WHAT IS EXPECTED
Swap "backdrop" for "banner" in the records, starting at the line containing "Check that every instance of the tour" and ending at the line containing "[[410, 335]]", leaving everything else unchanged. Give only those lines.

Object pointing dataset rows
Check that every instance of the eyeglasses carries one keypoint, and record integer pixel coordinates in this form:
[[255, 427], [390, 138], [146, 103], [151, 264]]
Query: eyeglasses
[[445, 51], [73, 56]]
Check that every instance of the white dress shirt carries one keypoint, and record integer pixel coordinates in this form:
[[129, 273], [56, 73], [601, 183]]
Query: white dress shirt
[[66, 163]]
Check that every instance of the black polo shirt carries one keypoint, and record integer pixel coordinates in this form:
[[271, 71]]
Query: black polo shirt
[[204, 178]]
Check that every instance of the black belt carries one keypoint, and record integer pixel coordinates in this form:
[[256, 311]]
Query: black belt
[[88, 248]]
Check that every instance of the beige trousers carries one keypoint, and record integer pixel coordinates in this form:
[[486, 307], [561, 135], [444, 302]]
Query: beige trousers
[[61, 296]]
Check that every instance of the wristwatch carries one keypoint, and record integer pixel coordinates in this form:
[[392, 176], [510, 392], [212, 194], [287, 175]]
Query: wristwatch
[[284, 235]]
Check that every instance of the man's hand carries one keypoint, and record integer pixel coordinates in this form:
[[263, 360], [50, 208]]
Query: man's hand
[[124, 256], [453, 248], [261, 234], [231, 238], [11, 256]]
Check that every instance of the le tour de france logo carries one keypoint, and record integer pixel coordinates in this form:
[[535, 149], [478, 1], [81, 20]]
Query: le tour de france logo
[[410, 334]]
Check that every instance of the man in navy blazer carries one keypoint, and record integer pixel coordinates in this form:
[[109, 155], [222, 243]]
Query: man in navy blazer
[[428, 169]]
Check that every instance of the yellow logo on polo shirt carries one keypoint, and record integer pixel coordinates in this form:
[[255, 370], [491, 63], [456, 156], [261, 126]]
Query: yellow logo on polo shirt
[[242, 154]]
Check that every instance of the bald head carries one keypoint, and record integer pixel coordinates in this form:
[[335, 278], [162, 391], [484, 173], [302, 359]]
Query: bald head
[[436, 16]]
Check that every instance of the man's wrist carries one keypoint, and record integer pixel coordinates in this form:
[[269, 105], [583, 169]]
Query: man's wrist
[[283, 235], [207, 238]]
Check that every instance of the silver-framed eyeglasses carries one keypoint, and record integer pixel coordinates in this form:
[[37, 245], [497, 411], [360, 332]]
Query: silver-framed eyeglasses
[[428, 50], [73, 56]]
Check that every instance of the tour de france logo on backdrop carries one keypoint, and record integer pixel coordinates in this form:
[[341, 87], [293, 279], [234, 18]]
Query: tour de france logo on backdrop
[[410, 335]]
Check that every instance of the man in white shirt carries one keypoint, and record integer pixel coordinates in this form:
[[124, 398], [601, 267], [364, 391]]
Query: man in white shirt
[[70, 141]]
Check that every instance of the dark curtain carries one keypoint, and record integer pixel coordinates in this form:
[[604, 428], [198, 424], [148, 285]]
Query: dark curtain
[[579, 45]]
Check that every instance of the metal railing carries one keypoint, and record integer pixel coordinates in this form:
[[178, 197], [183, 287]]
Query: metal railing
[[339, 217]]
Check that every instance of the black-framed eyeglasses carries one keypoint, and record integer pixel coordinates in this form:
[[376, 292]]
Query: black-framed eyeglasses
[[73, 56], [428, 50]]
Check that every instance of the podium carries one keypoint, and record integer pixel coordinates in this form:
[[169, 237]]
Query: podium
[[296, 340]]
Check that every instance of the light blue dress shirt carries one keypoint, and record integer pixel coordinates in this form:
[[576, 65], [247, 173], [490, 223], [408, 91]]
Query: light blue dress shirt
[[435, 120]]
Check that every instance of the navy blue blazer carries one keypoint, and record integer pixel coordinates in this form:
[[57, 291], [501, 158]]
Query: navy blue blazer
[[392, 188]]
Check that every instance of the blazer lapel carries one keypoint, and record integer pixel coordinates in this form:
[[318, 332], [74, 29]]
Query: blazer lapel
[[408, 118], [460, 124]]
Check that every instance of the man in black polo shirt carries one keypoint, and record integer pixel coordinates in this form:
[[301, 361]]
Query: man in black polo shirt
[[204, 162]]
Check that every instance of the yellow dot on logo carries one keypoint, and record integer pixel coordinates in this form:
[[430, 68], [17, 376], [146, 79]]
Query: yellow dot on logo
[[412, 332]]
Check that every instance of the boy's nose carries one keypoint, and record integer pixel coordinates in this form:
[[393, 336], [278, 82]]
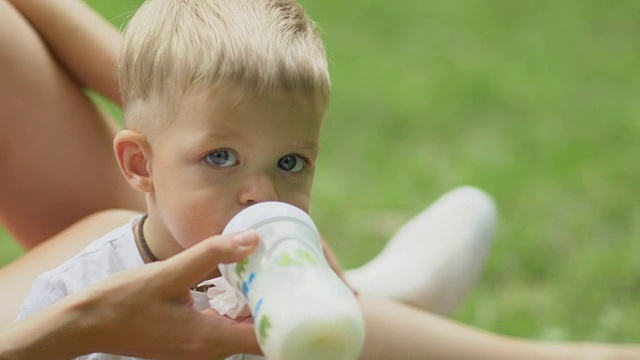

CORRECT ANSWER
Check that every instance of the tour de france logo on banner carries one keypoint, and record integer pixel coordinates in this form:
[[341, 87], [293, 279], [234, 18]]
Query: tour de france logo on banner
[[410, 335]]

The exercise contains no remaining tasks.